+++ TEXT EXCERPT +++
[spectre] Zizek, The Two Totalitarianisms

Soenke Zehle soenke.zehle at web.de
Sun Mar 13 13:40:40 CET 2005


LRB | Vol. 27 No. 6 dated 17 March 2005 | Slavoj Zizek
The Two Totalitarianisms
<http://www.lrb.co.uk/v27/n06/print/zize01_.html>
Slavoj Zizek

A small note – not the stuff of headlines, obviously – appeared in the 
newspapers on 3 February. In response to a call for the prohibition of 
the public display of the swastika and other Nazi symbols, a group of 
conservative members of the European Parliament, mostly from 
ex-Communist countries, demanded that the same apply to Communist 
symbols: not only the hammer and sickle, but even the red star. This 
proposal should not be dismissed lightly: it suggests a deep change in 
Europe’s ideological identity.
+++ STORED RECORDS +++
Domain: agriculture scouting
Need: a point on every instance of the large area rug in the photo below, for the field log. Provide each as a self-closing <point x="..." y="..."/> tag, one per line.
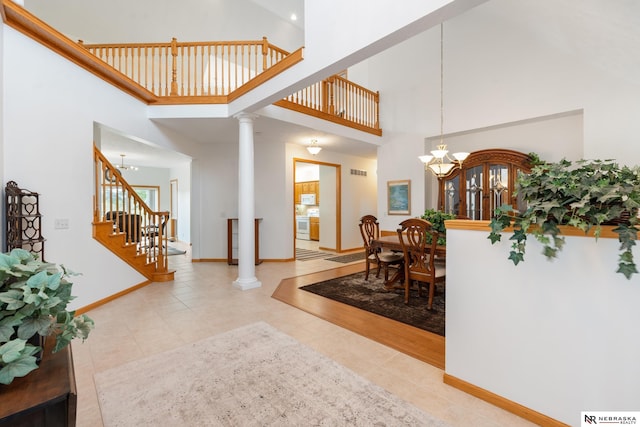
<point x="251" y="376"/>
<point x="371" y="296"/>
+++
+++ STORED RECORDS +++
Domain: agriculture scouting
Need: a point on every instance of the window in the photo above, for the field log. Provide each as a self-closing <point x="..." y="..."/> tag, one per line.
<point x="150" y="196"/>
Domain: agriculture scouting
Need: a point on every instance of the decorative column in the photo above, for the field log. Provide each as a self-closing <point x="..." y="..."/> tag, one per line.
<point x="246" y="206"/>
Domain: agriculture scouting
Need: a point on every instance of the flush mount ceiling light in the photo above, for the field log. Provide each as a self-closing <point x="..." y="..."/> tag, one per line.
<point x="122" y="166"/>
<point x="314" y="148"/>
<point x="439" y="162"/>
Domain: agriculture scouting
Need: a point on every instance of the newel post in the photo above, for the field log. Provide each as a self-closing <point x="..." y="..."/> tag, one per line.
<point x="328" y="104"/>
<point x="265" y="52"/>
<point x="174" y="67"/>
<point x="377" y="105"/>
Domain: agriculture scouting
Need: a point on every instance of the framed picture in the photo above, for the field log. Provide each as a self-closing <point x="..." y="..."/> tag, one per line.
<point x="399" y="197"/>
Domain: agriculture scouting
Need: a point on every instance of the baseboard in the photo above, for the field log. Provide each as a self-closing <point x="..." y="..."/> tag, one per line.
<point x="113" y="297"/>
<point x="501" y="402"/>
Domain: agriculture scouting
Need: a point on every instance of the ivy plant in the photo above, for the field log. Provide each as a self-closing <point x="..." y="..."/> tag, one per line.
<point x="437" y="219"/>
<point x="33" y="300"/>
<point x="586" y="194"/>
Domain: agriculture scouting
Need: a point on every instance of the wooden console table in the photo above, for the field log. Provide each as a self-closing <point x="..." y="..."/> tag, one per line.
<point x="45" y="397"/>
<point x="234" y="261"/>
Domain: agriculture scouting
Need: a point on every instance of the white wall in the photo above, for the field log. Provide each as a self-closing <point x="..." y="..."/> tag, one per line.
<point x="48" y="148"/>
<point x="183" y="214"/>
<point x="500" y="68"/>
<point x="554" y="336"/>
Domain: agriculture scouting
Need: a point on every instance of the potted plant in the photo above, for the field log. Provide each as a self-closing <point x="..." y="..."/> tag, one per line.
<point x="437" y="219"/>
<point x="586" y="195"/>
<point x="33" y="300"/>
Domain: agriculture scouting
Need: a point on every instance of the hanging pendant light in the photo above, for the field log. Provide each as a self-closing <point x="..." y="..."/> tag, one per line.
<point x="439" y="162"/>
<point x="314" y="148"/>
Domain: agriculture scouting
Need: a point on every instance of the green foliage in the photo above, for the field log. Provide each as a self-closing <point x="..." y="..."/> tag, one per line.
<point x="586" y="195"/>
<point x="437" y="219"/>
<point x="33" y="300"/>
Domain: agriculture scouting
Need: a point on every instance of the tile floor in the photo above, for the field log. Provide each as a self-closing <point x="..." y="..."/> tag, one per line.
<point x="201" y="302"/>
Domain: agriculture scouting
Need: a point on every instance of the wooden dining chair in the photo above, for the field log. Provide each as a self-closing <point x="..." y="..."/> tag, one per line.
+++
- [TASK STATEMENT]:
In the excerpt on the two totalitarianisms, what did the group of conservative members of the European Parliament demand?

- [WORKED ANSWER]:
They demanded that the proposed ban on publicly displaying Nazi symbols also apply to Communist symbols, including the hammer and sickle and even the red star.